▶ The tasks:
1 > Answer these questions about the text on colorings in combinatorics:
(a) In the introduction, what two steps make up the strategy of using colorings?
(b) What two sets must a graph $G$ consist of?
(c) In how many dimensions can the figure that defines a graph be drawn?
2 > How would the text on colorings in combinatorics go on after its final sentence? Write the next part.

═══ Source document ═══

Colourings

INTRODUCTION

As we know, many tough combinatorial problems are based on a very basic step or strategy which can simplify the problem upto a tremendous extent. One of our important strategies in proving combinatorial problems is using colourings; i.e., to use colours to paint the problem and then proving it using a semi-contradictory argument.

Before proving colouring problems we must first come to some important terms that we need to know.

1. Colourings Of Graphs
First of all, I will introduce you briefly to the colourings of graphs. Though it is not very related to problem-solving, still we need to have some basic knowledge on this.

Before that, we need to know what a graph is. I will introduce us to the idea of a graph in brief. Actually; a graph $G$ is defined as a figure, which can be 2-Dimensional (planar) or 3-Dimensional, which must consist of a set $V(G)$ of vertices, a set $E(G)$ of edges. We denote $e$ as an edge with $(x,y)$ as endpoints; and in order for the figure to be a graph we must have a mapping from each sets of vertices to the endpoints.

═══ Stored data ═══

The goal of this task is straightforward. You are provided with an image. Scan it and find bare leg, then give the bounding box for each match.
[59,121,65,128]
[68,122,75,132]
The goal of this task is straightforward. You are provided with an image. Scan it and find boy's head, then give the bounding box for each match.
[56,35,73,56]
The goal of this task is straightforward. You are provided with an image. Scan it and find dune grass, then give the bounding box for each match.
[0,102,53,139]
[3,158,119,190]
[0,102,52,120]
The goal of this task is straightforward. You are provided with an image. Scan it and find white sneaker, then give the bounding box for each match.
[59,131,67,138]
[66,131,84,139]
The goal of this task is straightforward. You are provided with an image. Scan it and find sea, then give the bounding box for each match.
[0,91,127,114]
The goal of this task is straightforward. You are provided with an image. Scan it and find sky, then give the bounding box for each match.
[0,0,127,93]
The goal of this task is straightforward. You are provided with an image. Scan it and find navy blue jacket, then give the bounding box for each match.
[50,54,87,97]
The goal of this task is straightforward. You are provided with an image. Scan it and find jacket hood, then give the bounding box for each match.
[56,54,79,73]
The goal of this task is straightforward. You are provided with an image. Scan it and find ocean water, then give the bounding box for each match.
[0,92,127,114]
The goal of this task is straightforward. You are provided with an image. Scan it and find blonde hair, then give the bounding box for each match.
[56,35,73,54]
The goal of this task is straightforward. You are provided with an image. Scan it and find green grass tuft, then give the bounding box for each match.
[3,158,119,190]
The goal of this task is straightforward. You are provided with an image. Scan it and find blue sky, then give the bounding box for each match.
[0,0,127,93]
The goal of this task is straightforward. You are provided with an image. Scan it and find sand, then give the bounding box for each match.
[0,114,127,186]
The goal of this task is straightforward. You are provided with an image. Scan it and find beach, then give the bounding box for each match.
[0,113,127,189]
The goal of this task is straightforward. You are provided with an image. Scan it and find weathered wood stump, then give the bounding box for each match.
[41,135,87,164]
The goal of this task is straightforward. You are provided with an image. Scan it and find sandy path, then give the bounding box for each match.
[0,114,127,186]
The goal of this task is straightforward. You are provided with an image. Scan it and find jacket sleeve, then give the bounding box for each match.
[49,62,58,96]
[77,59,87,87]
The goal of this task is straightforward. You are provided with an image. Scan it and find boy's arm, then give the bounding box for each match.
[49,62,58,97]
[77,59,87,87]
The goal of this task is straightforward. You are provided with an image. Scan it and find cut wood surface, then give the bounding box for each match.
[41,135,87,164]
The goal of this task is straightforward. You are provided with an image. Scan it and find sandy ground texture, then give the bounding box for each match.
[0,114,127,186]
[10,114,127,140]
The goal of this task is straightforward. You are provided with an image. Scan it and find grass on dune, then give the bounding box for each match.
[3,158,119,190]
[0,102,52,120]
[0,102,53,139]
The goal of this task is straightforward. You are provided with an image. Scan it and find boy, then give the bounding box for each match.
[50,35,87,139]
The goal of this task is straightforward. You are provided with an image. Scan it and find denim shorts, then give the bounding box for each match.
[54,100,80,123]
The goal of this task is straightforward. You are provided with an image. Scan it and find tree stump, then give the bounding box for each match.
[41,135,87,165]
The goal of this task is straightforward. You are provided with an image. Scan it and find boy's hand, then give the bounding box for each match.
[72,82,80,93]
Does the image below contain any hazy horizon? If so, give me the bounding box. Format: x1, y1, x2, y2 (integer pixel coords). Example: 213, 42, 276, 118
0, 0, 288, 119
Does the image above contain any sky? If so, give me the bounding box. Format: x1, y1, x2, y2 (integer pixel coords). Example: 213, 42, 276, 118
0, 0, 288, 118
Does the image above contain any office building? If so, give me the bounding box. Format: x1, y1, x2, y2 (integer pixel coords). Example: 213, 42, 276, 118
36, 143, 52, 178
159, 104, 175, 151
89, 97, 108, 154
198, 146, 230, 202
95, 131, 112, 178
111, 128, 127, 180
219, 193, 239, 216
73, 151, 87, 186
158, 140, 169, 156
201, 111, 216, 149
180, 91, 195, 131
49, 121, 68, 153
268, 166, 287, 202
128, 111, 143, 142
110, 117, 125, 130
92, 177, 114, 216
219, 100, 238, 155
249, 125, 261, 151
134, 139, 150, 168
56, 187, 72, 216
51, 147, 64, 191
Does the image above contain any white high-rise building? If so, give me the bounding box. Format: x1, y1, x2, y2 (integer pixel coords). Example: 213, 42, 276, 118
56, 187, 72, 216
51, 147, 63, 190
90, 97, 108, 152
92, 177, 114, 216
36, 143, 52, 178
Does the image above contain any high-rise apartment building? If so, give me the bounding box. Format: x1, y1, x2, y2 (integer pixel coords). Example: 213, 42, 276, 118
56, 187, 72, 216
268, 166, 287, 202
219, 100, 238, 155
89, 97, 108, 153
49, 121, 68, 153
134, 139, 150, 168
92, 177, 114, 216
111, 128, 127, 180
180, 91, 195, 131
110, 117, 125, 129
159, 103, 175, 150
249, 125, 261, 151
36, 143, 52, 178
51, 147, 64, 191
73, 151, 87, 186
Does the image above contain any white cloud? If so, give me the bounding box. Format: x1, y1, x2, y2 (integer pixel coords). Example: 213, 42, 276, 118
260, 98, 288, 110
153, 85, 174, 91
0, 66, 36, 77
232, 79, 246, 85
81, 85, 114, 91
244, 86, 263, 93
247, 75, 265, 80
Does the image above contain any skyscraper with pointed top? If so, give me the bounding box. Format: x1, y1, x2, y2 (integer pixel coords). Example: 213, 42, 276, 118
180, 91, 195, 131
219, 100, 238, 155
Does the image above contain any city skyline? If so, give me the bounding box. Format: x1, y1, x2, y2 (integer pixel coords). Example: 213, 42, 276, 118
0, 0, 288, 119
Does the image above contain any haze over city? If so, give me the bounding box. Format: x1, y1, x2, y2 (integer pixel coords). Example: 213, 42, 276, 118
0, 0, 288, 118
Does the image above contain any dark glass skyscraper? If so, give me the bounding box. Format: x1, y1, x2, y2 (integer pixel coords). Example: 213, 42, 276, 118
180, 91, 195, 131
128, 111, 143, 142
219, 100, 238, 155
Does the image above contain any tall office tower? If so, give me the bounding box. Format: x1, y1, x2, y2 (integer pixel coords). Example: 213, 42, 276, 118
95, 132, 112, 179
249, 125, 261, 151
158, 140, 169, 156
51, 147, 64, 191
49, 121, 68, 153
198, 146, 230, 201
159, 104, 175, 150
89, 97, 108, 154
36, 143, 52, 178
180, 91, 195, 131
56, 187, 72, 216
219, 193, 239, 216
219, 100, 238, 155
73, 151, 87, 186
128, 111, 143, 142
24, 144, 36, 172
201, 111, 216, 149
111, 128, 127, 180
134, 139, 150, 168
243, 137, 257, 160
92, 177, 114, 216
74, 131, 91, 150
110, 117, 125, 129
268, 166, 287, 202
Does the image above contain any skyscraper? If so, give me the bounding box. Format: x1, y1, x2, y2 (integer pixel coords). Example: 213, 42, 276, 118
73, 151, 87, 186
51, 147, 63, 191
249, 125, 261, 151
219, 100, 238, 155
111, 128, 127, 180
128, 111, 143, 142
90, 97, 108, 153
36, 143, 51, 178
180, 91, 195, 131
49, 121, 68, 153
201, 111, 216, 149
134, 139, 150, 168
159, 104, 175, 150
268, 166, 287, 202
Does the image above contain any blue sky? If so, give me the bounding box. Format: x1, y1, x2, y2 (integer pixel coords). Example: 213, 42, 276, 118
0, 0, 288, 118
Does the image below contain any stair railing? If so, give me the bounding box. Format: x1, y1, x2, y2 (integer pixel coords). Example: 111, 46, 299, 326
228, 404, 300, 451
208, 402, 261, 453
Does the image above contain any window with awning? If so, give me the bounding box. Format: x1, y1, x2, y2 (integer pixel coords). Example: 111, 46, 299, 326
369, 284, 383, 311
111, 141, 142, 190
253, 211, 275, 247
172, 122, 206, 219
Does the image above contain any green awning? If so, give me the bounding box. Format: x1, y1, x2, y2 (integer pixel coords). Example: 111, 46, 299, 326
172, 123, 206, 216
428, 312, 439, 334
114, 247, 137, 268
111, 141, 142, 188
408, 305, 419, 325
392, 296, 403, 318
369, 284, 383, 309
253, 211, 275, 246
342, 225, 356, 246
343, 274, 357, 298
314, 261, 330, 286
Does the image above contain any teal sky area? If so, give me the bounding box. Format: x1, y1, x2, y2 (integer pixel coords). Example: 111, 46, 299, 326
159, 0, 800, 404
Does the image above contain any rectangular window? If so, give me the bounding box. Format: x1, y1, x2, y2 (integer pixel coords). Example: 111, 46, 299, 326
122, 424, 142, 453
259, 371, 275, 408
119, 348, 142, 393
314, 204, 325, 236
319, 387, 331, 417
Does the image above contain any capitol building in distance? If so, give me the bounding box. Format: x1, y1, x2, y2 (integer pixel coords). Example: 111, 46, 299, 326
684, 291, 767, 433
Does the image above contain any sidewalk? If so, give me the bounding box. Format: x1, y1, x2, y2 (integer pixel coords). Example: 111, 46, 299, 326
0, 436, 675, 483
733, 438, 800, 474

═══

▶ Exercise answers:
1 >
(a) Use colors to paint the problem, then prove it with a semi-contradictory argument.
(b) A set $V(G)$ of vertices and a set $E(G)$ of edges.
(c) Two or three: it can be 2-dimensional (planar) or 3-dimensional.

2 >
An edge is called a loop whenever we have $x$ identical with $y$ . A graph is called simple when it has no loops, and no two edges having the same set of endpoints. Not that every polygon can be called a simple graph.We will come to graphs later again.

We say that a graph $G$ is properly coloured if we have no edge having two endpoints of the same colour. We denote the set of colurs with $C;$ and hence for a polygon with an odd number of sides we have $|C| = 2,$ where $|X|$ denotes the cardinality of $X$ or the number of elements in $X.$

We denote $\chi (G) = |C|_{\text{min}},$ i.e. the minimum number of colours required for a proper colouring. If we denote $P_n$ as the polygon with number of sides $= n$ , then we have $\chi \left(P_{2n + 1}\right) = 2.$ This $\chi (G)$ is said to be the chromatic number of a graph $G.$ We also have the Four Colour Theorem, which can be stated equivalently as; if $G$ is planar we must have $\ka\chi (G)\leq 4.$ We will discuss about this later too, but now let us come to our main focus.

2. COLOURINGS
In case of combinatorial problems, the simpler, the better. Therefore we will show why colurings are simple.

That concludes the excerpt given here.